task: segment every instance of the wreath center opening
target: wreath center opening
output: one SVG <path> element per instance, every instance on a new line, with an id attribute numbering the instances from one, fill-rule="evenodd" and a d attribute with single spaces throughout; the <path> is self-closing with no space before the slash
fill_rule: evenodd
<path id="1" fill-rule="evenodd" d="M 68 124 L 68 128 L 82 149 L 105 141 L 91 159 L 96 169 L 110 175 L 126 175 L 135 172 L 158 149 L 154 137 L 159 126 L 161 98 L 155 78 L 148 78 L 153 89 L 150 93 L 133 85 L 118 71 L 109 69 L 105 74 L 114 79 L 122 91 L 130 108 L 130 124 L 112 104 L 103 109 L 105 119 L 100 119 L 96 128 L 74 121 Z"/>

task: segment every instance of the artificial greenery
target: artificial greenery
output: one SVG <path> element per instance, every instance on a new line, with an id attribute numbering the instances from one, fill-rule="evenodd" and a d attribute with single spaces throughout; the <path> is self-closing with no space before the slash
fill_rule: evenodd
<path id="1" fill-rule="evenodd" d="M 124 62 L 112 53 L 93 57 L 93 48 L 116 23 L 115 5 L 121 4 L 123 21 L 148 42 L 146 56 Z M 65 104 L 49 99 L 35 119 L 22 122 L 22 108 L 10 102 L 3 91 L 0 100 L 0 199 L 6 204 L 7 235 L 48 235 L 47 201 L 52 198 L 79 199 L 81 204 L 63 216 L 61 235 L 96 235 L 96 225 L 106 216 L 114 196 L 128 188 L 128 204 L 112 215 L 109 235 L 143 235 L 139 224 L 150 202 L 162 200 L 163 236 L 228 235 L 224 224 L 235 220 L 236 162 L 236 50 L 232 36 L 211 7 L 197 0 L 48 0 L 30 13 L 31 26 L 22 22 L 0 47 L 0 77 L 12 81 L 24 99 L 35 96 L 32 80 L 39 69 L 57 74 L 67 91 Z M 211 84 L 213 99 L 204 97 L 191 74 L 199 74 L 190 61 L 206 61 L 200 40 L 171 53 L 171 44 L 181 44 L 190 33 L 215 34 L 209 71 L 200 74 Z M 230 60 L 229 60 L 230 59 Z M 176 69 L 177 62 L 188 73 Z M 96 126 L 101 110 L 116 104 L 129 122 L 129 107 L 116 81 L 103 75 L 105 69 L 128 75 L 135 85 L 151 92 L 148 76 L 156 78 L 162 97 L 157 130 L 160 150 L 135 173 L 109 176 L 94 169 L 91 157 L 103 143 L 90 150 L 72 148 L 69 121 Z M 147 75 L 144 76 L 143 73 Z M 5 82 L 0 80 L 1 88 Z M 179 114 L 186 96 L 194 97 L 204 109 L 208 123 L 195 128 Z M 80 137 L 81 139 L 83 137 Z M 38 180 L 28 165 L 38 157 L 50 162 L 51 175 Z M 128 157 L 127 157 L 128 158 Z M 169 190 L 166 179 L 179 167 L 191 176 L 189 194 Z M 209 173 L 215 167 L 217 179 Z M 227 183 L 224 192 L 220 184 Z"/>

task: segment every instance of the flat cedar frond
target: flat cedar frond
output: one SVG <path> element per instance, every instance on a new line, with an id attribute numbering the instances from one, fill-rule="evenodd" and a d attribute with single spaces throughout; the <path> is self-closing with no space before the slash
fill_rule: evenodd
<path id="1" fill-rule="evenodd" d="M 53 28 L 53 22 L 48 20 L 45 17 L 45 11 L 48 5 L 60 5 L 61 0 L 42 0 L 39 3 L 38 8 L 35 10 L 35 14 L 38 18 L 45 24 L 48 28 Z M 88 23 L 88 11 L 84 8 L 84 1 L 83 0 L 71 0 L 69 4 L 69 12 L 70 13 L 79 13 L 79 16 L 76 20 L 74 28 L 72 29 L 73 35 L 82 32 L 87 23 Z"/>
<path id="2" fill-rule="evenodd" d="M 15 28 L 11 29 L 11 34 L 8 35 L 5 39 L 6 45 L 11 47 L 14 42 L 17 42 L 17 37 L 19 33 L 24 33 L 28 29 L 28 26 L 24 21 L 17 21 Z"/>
::::
Extract each record, keeping it identical to the original.

## Result of this exercise
task: segment every instance of the wreath center opening
target: wreath center opening
output: one SVG <path> element per instance, every instance on a new line, with an id attribute numbering the instances from one, fill-rule="evenodd" and a d attribute with single spaces throughout; the <path> is self-closing with no space before the slash
fill_rule: evenodd
<path id="1" fill-rule="evenodd" d="M 68 124 L 68 128 L 82 149 L 105 141 L 91 159 L 96 169 L 110 175 L 126 175 L 135 172 L 158 149 L 154 137 L 159 126 L 161 98 L 155 78 L 148 78 L 153 89 L 150 93 L 133 85 L 118 71 L 109 69 L 105 74 L 114 79 L 122 91 L 130 108 L 130 124 L 112 104 L 103 109 L 105 119 L 100 119 L 96 128 L 74 121 Z"/>

task: segment every instance of the artificial greenery
target: artificial greenery
output: one SVG <path> element per instance, every instance on a new line, with an id attribute numbering the instances from one, fill-rule="evenodd" and a d attribute with single spaces throughout; the <path> is self-closing with no space before the slash
fill_rule: evenodd
<path id="1" fill-rule="evenodd" d="M 124 62 L 112 53 L 93 57 L 93 48 L 116 23 L 115 5 L 121 4 L 123 21 L 148 42 L 146 56 Z M 65 104 L 49 99 L 35 119 L 22 122 L 22 108 L 10 102 L 3 91 L 0 100 L 0 199 L 6 204 L 7 235 L 48 235 L 47 201 L 52 198 L 79 199 L 81 204 L 63 216 L 61 235 L 96 235 L 96 225 L 106 216 L 114 196 L 128 188 L 128 204 L 112 215 L 109 235 L 143 235 L 139 224 L 150 202 L 162 200 L 163 236 L 228 235 L 224 224 L 235 220 L 236 162 L 236 50 L 232 36 L 211 7 L 197 0 L 48 0 L 30 13 L 31 26 L 22 22 L 0 47 L 0 77 L 12 81 L 24 99 L 35 96 L 32 80 L 39 69 L 57 74 L 67 91 Z M 211 84 L 213 99 L 204 97 L 191 74 L 199 74 L 190 61 L 206 61 L 200 40 L 171 53 L 171 44 L 181 44 L 190 33 L 215 34 L 209 71 L 200 74 Z M 230 60 L 229 60 L 230 59 Z M 176 69 L 177 62 L 188 73 Z M 96 126 L 101 110 L 116 104 L 129 122 L 129 107 L 116 81 L 103 75 L 105 69 L 128 75 L 135 85 L 151 92 L 148 76 L 156 78 L 162 97 L 157 130 L 160 150 L 135 173 L 109 176 L 94 169 L 91 157 L 103 143 L 90 150 L 72 148 L 69 121 Z M 147 75 L 144 76 L 143 73 Z M 5 82 L 0 80 L 1 88 Z M 179 114 L 186 96 L 194 97 L 204 109 L 208 123 L 195 128 Z M 80 137 L 81 139 L 83 137 Z M 38 180 L 28 165 L 38 157 L 50 162 L 51 175 Z M 128 157 L 127 157 L 128 158 Z M 169 190 L 166 179 L 179 167 L 191 176 L 189 194 Z M 209 173 L 215 167 L 217 179 Z M 227 183 L 224 192 L 220 184 Z"/>

task: segment every instance of the flat cedar frond
target: flat cedar frond
output: one SVG <path> element per instance, every instance on a new line, with an id attribute numbering the instances from one, fill-rule="evenodd" and a d attribute with single spaces throughout; the <path> is self-closing with no space before the slash
fill_rule: evenodd
<path id="1" fill-rule="evenodd" d="M 53 28 L 53 22 L 48 20 L 45 17 L 45 11 L 48 5 L 60 5 L 61 0 L 42 0 L 39 3 L 38 8 L 35 10 L 35 14 L 38 18 L 45 24 L 48 28 Z M 88 23 L 88 11 L 84 8 L 84 1 L 83 0 L 71 0 L 69 4 L 69 12 L 70 13 L 79 13 L 79 16 L 76 20 L 74 28 L 72 29 L 73 35 L 82 32 L 87 23 Z"/>
<path id="2" fill-rule="evenodd" d="M 15 28 L 11 29 L 11 34 L 8 35 L 5 39 L 6 45 L 11 47 L 14 42 L 17 42 L 17 37 L 19 33 L 24 33 L 28 29 L 28 26 L 24 21 L 17 21 Z"/>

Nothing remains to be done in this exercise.